By Carol Lea Spence | University of Kentucky

Lexington, Ky. — Olivia Miller put in her request the minute she arrived at the Fayette County Cooperative Extension office for the fifth lesson in the Teen Cuisine series. She wanted to make Frappuccinos, she told Jacqui Denegri. She really wanted to make Frappuccinos.

Denegri, University of Kentucky extension nutrition education program assistant, hated to disappoint Olivia, but she had other plans for that evening’s class. On the menu were “colorful quesadillas.” Olivia thought that might be OK too.

Teen Cuisine is a series of six cooking and nutrition lessons presented by Fayette County family and consumer sciences extension for middle-school students. This particular series of classes was done in partnership with the Down Syndrome Association of Central Kentucky, or DSACK. The six young participants came accompanied by a parent and left having learned a new kitchen skill and how to prepare a simple recipe.

The idea came out of a lesson about water Denegri taught when the Special Olympics came to Eastern Kentucky University a few years ago. When people there realized that the UK Cooperative Extension Service offers classes that could help their child become more self-reliant, a new clientele presented itself to Denegri. Later, when someone from DSACK called and requested cooking classes, she readily agreed, despite the challenges.

*Data excerpts*:
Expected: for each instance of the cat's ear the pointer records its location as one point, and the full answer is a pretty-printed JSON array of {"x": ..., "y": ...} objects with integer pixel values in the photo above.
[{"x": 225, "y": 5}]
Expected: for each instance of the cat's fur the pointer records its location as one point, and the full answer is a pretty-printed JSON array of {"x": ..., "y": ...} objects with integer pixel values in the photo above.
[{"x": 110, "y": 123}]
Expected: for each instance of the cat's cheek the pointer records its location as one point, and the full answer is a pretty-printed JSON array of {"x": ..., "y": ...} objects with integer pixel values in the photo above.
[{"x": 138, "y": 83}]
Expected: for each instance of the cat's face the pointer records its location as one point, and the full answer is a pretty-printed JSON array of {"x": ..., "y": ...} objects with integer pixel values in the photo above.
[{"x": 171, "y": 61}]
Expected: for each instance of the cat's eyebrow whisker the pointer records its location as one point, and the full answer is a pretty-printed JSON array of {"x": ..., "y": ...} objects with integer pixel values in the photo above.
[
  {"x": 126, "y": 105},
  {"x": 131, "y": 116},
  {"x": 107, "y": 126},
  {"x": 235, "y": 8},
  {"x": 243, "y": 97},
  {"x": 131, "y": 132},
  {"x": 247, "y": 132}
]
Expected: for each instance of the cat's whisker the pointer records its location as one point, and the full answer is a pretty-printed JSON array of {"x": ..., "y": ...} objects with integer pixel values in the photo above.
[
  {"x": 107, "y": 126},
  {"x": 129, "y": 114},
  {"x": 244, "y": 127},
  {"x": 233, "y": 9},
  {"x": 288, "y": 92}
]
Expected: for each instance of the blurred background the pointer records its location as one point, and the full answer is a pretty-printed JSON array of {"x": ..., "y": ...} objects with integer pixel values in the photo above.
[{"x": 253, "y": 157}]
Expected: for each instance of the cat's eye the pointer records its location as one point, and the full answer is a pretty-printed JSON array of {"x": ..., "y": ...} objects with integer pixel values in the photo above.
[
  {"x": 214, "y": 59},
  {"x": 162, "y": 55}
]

*Direction 1*: Copy the Teen Cuisine article word for word from "By Carol Lea" to "to make Frappuccinos.".
*Direction 2*: How does the article about the Teen Cuisine cooking classes go on after its last sentence? Write the next part.

*Written reply 1*:
By Carol Lea Spence | University of Kentucky

Lexington, Ky. — Olivia Miller put in her request the minute she arrived at the Fayette County Cooperative Extension office for the fifth lesson in the Teen Cuisine series. She wanted to make Frappuccinos, she told Jacqui Denegri. She really wanted to make Frappuccinos.

*Written reply 2*:
“When I first started, I was kind of panicky, because I’ve never worked with children with Down syndrome,” she said. “But I treat them no differently from other middle-school kids. I gave them knives and said ‘We’re going to chop,’ and it took off from there.”

The young cooks use chef’s knives for children, which are sharp but not sharp enough to do serious damage. Every week, they get to take a kitchen utensil home with them.

“I use the same reinforcement items that I use for my regular classes, because they use it, they learn it, and now they’re using it at home,” Denegri said.

Around the extension office’s kitchen, the teenagers all had their assigned duties, with Denegri flipping easily between English and Spanish to offer advice. Some chopped vegetables, some shredded cheese. Sam Elbert, 15, who likes both food and basketball, enthusiastically and confidently chopped a yellow bell pepper, his contribution to that night’s quesadilla. This was the second time he had taken the Teen Cuisine course. As a result, he knew how to make fruit pizza, breakfast burritos, pancakes, tacos and waffles. His mother, Courtney Elbert, was there to help if he needed it, but he did just fine on his own.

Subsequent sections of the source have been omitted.